Task list →
A – Return each line of the records that contains the string "right", matching case exactly.
B – Carry on the cookbook review from the point where it stops.

Source text →
-- Start --
7. We found 10 delicious deals and sweet steals available around STL for $10 or less from places like 4 Hands Brewing, The Libertine, Pint Size Bakery and more. Find out where on Budget Crunch.

8. We baked a stunning Olive Oil Sweet Wine Cake from The Violet Hour Cookbook, and now we’re giving away a copy of this reigning champion. Get the full story in By the Book.

By the Book: “The Violet Bakery Cookbook” by Claire Ptak

Thursday, October 29th, 2015



Before learning who the author Claire Ptak was, or noticing that the forward was written by the famous Alice Waters, I chose The Violet Bakery Cookbook because it is beautiful. Its bright, colorful photos of the entire baking process – from piles of fresh fruit to crumb-ridden, half-cleared tables – made me want to get in a (Kinfolk-styled) kitchen and bake (wearing a very expensive apron). Based on the recipes used in Ptak’s London bakery, the book offers savory and sweet options for any meal. Most will probably call your name while flipping through the book, but don’t let the apparently effortless rosewater madelines tumbling out of their charmingly worn molds fool you. These recipes are complicated, written by a professional who doesn’t need to wash her own dishes.

I chose to bake the olive oil sweet wine cake because it was sadly too late for many of the fresh summer fruit options, but it seemed too soon for molasses recipes. It also sounded simple and more approachable than say, apricot kernel upside-down cake. When I read how many components I’d have to whip separately, I felt less affection for Ptak and her wild blackberry-picking jaunts in the English countryside. “All our lemons at Violet come from the Amalfi coast of Italy.” I’m so happy for you, Ptak.
-- End --
Stored items →
-- Start --
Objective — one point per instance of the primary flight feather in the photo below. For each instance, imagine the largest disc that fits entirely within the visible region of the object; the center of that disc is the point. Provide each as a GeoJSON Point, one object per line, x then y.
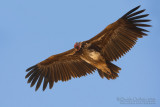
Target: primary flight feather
{"type": "Point", "coordinates": [94, 54]}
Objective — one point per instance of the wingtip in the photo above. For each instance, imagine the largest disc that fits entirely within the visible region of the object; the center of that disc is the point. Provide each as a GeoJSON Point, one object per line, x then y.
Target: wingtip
{"type": "Point", "coordinates": [30, 68]}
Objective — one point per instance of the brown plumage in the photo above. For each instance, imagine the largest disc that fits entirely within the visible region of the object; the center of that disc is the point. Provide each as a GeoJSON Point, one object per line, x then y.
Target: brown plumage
{"type": "Point", "coordinates": [94, 54]}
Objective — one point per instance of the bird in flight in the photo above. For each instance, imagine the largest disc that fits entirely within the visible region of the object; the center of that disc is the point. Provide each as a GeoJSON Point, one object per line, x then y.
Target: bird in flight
{"type": "Point", "coordinates": [92, 55]}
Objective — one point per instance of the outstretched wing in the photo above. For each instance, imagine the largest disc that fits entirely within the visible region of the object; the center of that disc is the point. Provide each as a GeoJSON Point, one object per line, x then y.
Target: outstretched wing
{"type": "Point", "coordinates": [119, 37]}
{"type": "Point", "coordinates": [62, 67]}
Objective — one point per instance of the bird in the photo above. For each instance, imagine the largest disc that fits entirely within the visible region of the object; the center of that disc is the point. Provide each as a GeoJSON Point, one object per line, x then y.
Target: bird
{"type": "Point", "coordinates": [93, 55]}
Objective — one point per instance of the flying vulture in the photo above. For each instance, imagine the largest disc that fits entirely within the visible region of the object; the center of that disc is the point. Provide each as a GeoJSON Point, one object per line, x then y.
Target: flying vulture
{"type": "Point", "coordinates": [92, 55]}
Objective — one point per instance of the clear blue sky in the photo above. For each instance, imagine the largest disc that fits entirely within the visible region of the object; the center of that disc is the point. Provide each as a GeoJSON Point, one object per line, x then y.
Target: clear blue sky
{"type": "Point", "coordinates": [32, 30]}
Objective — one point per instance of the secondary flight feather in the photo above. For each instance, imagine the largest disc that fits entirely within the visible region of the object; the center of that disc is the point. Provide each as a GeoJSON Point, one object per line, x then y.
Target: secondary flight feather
{"type": "Point", "coordinates": [94, 54]}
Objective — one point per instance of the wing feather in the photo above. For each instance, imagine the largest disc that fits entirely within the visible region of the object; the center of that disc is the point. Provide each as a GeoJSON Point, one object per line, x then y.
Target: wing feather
{"type": "Point", "coordinates": [119, 37]}
{"type": "Point", "coordinates": [62, 67]}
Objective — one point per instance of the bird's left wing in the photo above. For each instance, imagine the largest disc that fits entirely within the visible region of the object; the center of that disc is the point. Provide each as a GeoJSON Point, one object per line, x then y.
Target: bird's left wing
{"type": "Point", "coordinates": [62, 67]}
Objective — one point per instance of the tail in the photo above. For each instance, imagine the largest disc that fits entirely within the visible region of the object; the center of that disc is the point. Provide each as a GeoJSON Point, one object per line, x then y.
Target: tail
{"type": "Point", "coordinates": [114, 71]}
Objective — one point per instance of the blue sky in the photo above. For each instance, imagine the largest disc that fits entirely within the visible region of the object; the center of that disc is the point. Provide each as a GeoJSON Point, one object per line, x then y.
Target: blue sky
{"type": "Point", "coordinates": [32, 30]}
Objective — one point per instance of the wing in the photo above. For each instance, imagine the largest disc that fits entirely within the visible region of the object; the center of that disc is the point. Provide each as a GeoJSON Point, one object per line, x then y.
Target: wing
{"type": "Point", "coordinates": [119, 37]}
{"type": "Point", "coordinates": [62, 67]}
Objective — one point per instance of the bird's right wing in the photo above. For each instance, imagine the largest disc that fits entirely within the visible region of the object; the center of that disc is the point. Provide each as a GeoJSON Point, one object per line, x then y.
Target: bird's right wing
{"type": "Point", "coordinates": [58, 67]}
{"type": "Point", "coordinates": [119, 37]}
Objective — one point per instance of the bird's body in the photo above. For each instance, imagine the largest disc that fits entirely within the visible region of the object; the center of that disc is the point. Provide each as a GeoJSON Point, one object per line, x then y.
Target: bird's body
{"type": "Point", "coordinates": [94, 54]}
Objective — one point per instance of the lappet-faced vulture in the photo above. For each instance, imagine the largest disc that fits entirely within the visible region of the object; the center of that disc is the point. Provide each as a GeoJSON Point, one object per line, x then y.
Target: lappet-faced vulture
{"type": "Point", "coordinates": [92, 55]}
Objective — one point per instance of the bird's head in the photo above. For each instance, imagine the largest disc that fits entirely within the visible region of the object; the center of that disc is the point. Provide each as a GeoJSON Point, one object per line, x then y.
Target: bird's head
{"type": "Point", "coordinates": [77, 45]}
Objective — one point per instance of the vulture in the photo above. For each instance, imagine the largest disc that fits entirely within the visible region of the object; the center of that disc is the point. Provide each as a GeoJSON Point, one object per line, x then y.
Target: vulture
{"type": "Point", "coordinates": [95, 54]}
-- End --
Set of answers →
A –
Objective — one point per instance of the bird's right wing in the photo above. For each instance, imagine the largest disc that fits entirely within the visible region of the object; the center of that disc is the point. Provide each as a GeoJSON Point, one object per line, x then y.
Target: bird's right wing

B –
But once I accepted that I’d be reducing the wine, separating the eggs and folding things into other things, cake-baking became more enjoyable. Though some steps seemed entirely unnecessary (like measuring ½ cup sugar into two separate bowls only to dump them into other bowls immediately), as a whole, every painstaking detail showed itself in the complex sweetness and silky crumb of this delightful cake. It can be eaten for breakfast, an afternoon snack or an evening dessert. It can stand on its own, be accompanied by the berries and whipped cream Ptak recommends, or I’m planning on making a chocolate sauce for my next go-round. Yes, I will make this cake again, and you should too. Put on some music, cancel your plans, and enjoy the process.

The Rundown
Skill level: Intermediate. The recipes are complicated, but the clear instructions should get most bakers through without a hitch.
This book is for: People who value taking the time to do things right as much as getting a final product, and/or those willing to do the hard work necessary for the best final product.
Other recipes to try: Wild blackberry crumble tart and apricot kernel upside-down cake
The verdict: This book beats Sarabeth’s Good Morning Cookbook soundly. The crumb cake had great texture, but suffered from bad cook time directions and couldn’t touch the flavor of Ptak’s cake.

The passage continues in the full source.